[Records excerpted from a collection]
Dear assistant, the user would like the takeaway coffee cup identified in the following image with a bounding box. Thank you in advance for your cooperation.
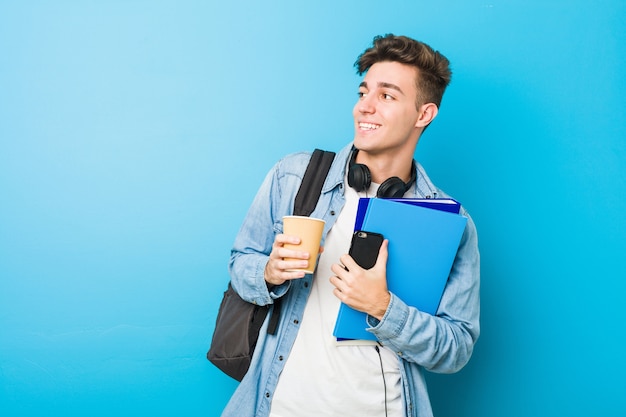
[282,215,325,273]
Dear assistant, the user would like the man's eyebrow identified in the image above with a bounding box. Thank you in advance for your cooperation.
[358,81,405,95]
[379,82,404,95]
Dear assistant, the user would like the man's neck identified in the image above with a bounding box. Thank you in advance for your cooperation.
[356,149,416,184]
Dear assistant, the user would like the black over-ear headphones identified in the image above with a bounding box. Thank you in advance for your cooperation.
[347,148,417,198]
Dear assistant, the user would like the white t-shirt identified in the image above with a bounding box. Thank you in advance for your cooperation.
[270,183,403,417]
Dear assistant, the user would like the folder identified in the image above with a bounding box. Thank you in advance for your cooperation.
[333,198,468,341]
[354,197,461,231]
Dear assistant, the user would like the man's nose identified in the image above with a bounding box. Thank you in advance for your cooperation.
[358,94,375,114]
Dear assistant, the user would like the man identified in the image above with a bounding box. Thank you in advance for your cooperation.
[222,34,480,417]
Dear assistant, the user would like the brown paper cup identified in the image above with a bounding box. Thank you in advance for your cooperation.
[282,216,325,273]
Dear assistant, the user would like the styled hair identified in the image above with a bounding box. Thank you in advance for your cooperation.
[354,34,452,108]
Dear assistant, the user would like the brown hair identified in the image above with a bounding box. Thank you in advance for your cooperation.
[355,34,452,108]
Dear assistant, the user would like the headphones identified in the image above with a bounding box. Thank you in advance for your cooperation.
[347,148,417,198]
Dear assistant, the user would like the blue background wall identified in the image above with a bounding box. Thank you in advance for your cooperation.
[1,1,625,416]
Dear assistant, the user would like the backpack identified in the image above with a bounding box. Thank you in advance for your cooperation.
[207,149,336,381]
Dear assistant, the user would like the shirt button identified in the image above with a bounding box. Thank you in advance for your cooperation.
[293,319,300,325]
[278,355,284,361]
[265,392,270,398]
[330,210,336,215]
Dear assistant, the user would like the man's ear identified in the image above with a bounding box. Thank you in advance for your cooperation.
[415,103,439,128]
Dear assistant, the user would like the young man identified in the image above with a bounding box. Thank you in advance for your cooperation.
[222,34,480,417]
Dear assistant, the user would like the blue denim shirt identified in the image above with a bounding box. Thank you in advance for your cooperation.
[222,142,480,417]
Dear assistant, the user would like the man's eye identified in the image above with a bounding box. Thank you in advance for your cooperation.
[382,93,394,100]
[358,91,367,98]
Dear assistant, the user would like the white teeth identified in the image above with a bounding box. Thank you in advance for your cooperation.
[359,122,380,130]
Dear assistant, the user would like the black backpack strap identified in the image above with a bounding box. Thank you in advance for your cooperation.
[267,149,335,335]
[293,149,336,216]
[266,295,281,335]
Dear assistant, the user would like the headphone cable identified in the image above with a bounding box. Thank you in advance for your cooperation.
[374,344,388,417]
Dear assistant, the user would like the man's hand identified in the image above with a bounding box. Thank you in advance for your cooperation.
[329,239,391,321]
[264,234,322,286]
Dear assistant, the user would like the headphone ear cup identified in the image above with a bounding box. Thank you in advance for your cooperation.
[377,177,408,198]
[347,163,371,192]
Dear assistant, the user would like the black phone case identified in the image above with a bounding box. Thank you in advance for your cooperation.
[348,231,384,270]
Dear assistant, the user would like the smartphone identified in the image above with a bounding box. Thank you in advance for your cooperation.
[348,230,384,270]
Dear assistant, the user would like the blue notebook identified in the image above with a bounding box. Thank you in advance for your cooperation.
[333,198,468,341]
[354,197,461,231]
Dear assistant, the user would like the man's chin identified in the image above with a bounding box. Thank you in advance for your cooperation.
[352,134,377,148]
[352,137,381,153]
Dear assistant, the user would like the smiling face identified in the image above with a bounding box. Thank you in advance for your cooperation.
[352,61,433,158]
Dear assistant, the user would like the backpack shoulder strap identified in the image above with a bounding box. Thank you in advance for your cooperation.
[267,149,335,335]
[293,149,336,217]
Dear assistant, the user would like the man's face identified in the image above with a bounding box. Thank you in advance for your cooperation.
[352,61,422,156]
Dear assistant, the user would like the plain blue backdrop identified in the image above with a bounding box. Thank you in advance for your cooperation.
[1,1,625,416]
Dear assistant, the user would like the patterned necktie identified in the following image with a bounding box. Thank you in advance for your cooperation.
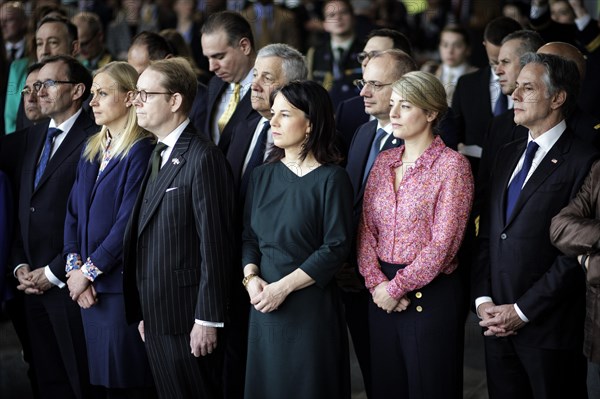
[494,92,508,116]
[218,83,241,133]
[241,120,270,196]
[149,142,167,182]
[362,128,387,185]
[505,141,539,220]
[34,127,62,188]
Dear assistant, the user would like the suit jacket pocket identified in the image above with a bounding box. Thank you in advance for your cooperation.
[164,185,188,198]
[535,182,566,193]
[175,268,200,287]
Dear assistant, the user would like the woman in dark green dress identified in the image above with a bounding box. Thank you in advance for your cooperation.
[242,81,353,399]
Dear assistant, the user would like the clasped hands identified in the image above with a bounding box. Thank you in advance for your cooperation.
[246,276,288,313]
[65,269,97,309]
[478,302,525,337]
[372,281,410,313]
[16,266,52,295]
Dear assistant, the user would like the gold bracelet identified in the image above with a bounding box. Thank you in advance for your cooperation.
[242,273,258,288]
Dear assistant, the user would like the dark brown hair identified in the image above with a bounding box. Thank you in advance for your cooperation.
[268,80,342,165]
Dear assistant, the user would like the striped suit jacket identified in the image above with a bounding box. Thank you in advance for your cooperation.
[123,126,236,335]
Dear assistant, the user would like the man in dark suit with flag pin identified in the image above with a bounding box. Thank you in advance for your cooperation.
[123,57,235,398]
[474,53,597,399]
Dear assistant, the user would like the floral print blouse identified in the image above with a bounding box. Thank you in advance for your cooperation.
[357,136,474,300]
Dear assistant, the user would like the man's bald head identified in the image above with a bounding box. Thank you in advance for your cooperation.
[537,42,585,82]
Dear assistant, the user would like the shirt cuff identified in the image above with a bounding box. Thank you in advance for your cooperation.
[13,263,29,278]
[65,253,82,272]
[575,14,591,31]
[475,296,493,318]
[195,319,224,328]
[385,278,403,300]
[81,258,103,282]
[44,266,65,288]
[514,303,529,323]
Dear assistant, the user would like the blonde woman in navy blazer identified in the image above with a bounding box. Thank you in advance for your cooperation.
[63,62,156,398]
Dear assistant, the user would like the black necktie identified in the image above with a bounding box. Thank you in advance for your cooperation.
[150,142,167,182]
[241,121,270,196]
[333,47,345,80]
[34,128,62,188]
[9,47,18,62]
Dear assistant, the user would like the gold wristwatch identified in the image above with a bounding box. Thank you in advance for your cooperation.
[242,273,258,287]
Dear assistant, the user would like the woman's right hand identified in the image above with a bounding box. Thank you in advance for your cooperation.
[77,285,97,309]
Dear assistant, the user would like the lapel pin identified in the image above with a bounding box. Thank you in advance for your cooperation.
[392,139,397,145]
[172,158,180,165]
[551,159,558,164]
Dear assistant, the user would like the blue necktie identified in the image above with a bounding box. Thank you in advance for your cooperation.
[362,128,387,185]
[494,92,508,116]
[505,141,539,220]
[241,121,270,196]
[34,127,62,188]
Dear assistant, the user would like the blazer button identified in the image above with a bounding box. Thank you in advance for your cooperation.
[415,292,422,299]
[30,207,35,212]
[416,306,423,312]
[500,233,507,240]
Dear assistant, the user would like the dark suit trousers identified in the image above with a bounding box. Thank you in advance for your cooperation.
[341,289,372,397]
[369,263,463,399]
[145,330,224,399]
[25,286,90,399]
[484,336,587,399]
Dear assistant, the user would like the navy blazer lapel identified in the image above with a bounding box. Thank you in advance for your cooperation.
[346,120,377,200]
[79,161,98,243]
[88,159,105,203]
[35,112,93,191]
[93,154,117,189]
[227,113,262,186]
[505,133,570,227]
[208,79,228,122]
[498,139,526,227]
[137,131,191,235]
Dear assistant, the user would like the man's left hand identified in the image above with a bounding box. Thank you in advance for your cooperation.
[27,268,53,293]
[190,324,217,357]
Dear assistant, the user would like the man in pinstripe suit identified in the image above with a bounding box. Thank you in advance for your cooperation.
[123,57,236,399]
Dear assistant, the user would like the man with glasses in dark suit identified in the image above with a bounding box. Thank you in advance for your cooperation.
[124,58,235,398]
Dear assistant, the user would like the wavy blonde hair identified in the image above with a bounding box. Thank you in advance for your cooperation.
[83,62,152,162]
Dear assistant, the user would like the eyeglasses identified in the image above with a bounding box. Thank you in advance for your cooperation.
[32,79,78,91]
[353,79,393,92]
[21,87,36,97]
[132,89,173,103]
[356,51,380,64]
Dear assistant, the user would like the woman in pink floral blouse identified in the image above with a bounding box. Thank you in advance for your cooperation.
[357,71,473,399]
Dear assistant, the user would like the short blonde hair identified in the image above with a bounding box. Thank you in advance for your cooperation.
[83,62,152,162]
[391,71,448,127]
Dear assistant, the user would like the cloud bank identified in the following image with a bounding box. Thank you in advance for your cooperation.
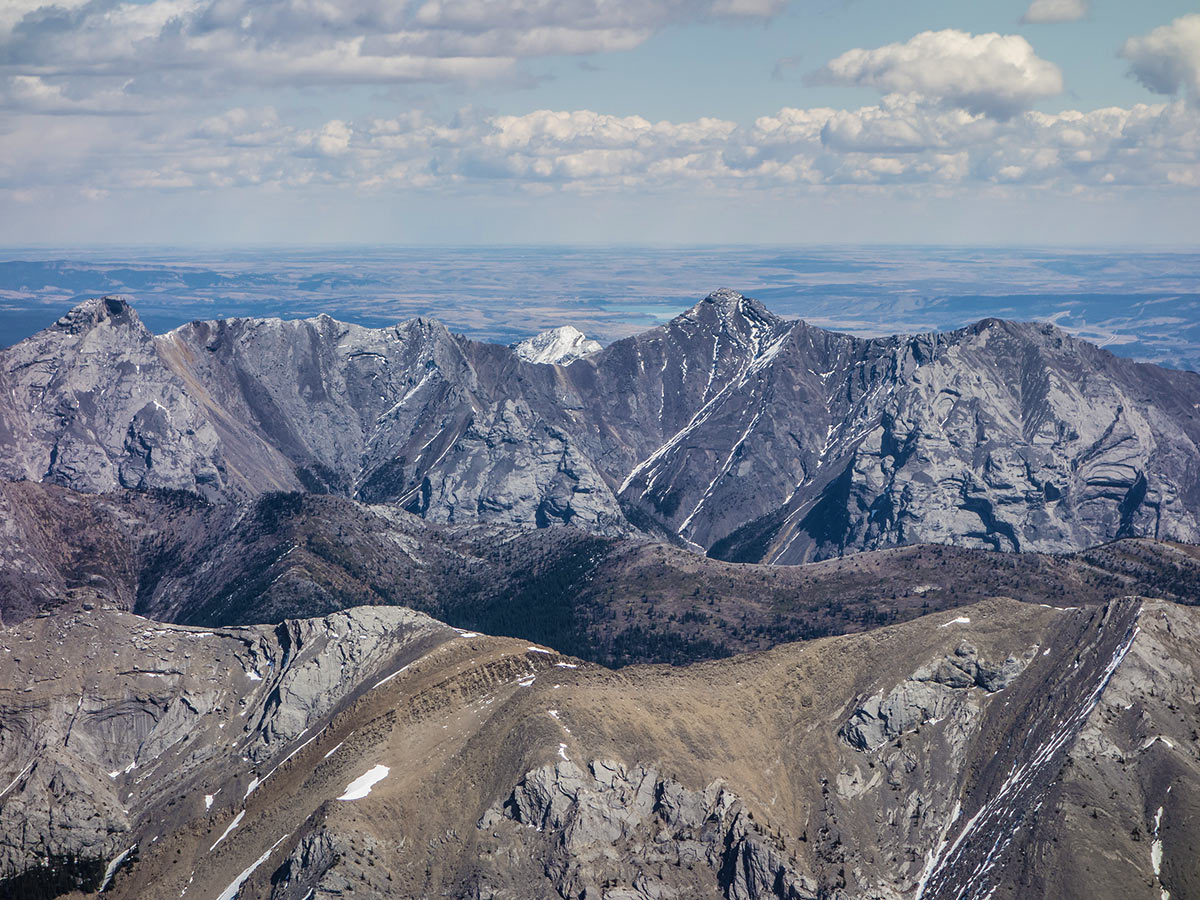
[0,10,1196,237]
[0,0,782,108]
[6,93,1196,199]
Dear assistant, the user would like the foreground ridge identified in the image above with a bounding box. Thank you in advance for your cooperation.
[0,595,1191,900]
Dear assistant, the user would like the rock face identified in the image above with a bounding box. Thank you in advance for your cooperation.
[512,326,602,365]
[0,603,454,894]
[840,640,1033,751]
[0,298,224,494]
[2,291,1199,560]
[480,758,818,900]
[0,596,1188,900]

What to work on:
Set down exactly the lines of the entries above from the one holding "Dear assistant, the user would like the short" through the last one, including both, with the pictures left out.

Answer box:
Dear assistant, the user would like the short blonde hair identified in the image above with a bounding box. Thank you in advance for your cooperation.
[83,62,152,162]
[391,71,448,127]
Dear assistant, the user would like the cloud bank identified in the following image with a bounding box. Thank you in advance for your cooperation.
[0,10,1196,237]
[0,0,782,108]
[6,93,1196,199]
Dear assistant, the user would like the foreground ridge identified in the image above with a bounding box. Thank you in advance for your cooperation.
[0,595,1191,900]
Dear assistant, the user would like the rock face identified in the image above with a bounding box. Thank you in advance for your cooperation.
[512,326,602,365]
[0,603,454,894]
[840,640,1033,751]
[0,298,224,494]
[2,291,1199,560]
[480,758,818,900]
[0,596,1188,900]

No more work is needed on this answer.